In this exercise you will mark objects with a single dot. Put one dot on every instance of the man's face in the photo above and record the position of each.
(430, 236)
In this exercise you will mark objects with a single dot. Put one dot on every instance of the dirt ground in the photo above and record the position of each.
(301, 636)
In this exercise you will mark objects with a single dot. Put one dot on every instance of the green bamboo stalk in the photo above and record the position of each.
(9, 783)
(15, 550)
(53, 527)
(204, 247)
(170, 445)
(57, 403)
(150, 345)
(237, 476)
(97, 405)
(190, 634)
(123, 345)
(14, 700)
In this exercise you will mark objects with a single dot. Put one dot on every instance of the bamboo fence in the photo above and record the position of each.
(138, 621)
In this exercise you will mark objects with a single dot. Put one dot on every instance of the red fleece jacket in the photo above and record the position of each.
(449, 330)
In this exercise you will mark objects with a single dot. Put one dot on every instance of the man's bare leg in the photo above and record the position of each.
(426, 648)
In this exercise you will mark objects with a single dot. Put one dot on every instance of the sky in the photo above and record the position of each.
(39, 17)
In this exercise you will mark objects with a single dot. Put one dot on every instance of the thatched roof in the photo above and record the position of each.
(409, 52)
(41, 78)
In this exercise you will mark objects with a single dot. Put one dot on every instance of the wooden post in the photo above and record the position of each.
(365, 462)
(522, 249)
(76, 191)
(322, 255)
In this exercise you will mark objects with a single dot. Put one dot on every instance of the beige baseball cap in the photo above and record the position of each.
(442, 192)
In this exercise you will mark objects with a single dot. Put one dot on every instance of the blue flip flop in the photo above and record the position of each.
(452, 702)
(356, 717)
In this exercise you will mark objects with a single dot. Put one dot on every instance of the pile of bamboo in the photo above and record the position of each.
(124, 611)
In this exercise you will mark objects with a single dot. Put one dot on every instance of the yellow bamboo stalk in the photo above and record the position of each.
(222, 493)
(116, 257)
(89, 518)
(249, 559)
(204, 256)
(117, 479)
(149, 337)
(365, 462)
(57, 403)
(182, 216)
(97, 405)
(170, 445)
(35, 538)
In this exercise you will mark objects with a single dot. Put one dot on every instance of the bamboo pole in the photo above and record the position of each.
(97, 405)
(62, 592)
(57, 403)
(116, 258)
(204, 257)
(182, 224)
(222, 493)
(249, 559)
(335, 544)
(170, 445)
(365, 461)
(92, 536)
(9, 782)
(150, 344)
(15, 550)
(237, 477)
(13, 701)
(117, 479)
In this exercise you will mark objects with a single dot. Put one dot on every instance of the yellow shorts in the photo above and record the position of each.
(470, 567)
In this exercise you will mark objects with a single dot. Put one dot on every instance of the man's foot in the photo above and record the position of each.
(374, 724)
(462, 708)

→ Problem description
Give a word-for-word restatement of every record.

→ Answer for the task
In this exercise you will mark objects with a single dot. Put one dot on every instance of the man's face in the photo above and record the position of each.
(430, 236)
In this exercise you will mark objects with a single dot. Put one dot on every instance of the dirt ground in the photo above and record the position of each.
(301, 636)
In this exercise you will mark objects with a single dot. Put one dot on every instance of the green bamboo stalk in the photo above and record the position of each.
(9, 783)
(15, 550)
(53, 527)
(204, 247)
(170, 445)
(57, 403)
(150, 345)
(237, 476)
(97, 405)
(190, 634)
(123, 345)
(14, 700)
In this exercise you will mark objects with a single dot. Put one dot on every instance of the bamboo fence in the photo above and record the position of each.
(138, 621)
In this exercise you will mark objects with a single dot. Put one dot on every instance of the red fleece jacket in the photo above and record the position of each.
(449, 330)
In this exercise you will mark objects with a single dot. Put one dot on every instance of the man's bare leg in the photo above and record the position of each.
(426, 648)
In this exercise you will mark objects with a single dot. Put one dot on every instance of the sky in the photo above and record the position of each.
(39, 17)
In this exercise you will mark objects with a single dot. Put one dot on every instance of the thatched roof in the photo above and record the position of each.
(409, 52)
(41, 78)
In this exercise you will mark objects with a single dot. Put one dot on every instance of the wooden post in the photo above and record the position of each.
(365, 462)
(522, 249)
(76, 191)
(322, 255)
In this exercise you will mark objects with a single dot. Put one dot on every instance of the beige baseball cap in the photo above and record the position of each.
(442, 192)
In this exercise you will mark objects with a single dot. Put one dot on every instance of the blue flip flop in the photo above and record the position of each.
(452, 702)
(356, 717)
In this exercise you will mark objects with a single dot. Put one dot on every instance of the pile of bamboo in the photo above and record the position of each.
(124, 611)
In this exercise you will mark objects with a single dot. Put one dot on every instance of the yellow bamboo stalk in the photo above and record the position of each.
(222, 493)
(116, 257)
(89, 518)
(249, 559)
(204, 256)
(117, 479)
(149, 337)
(365, 462)
(57, 403)
(182, 216)
(97, 405)
(170, 445)
(35, 538)
In this exercise you will mark objects with a single dot. Put one dot on every instance of the bamboo pole in the photo above and record the position of each.
(97, 405)
(62, 592)
(57, 403)
(116, 258)
(204, 257)
(182, 224)
(222, 493)
(249, 559)
(335, 544)
(170, 445)
(365, 461)
(92, 536)
(9, 782)
(150, 344)
(15, 550)
(237, 477)
(13, 701)
(117, 479)
In this exercise you will mark objects with a single dot. Put one dot on every instance of the yellow shorts in the photo above and record the position of each.
(470, 567)
In this exercise you will mark objects with a single dot. Put one dot on every instance of the man's foot in the photo above and record the position of each.
(374, 724)
(462, 708)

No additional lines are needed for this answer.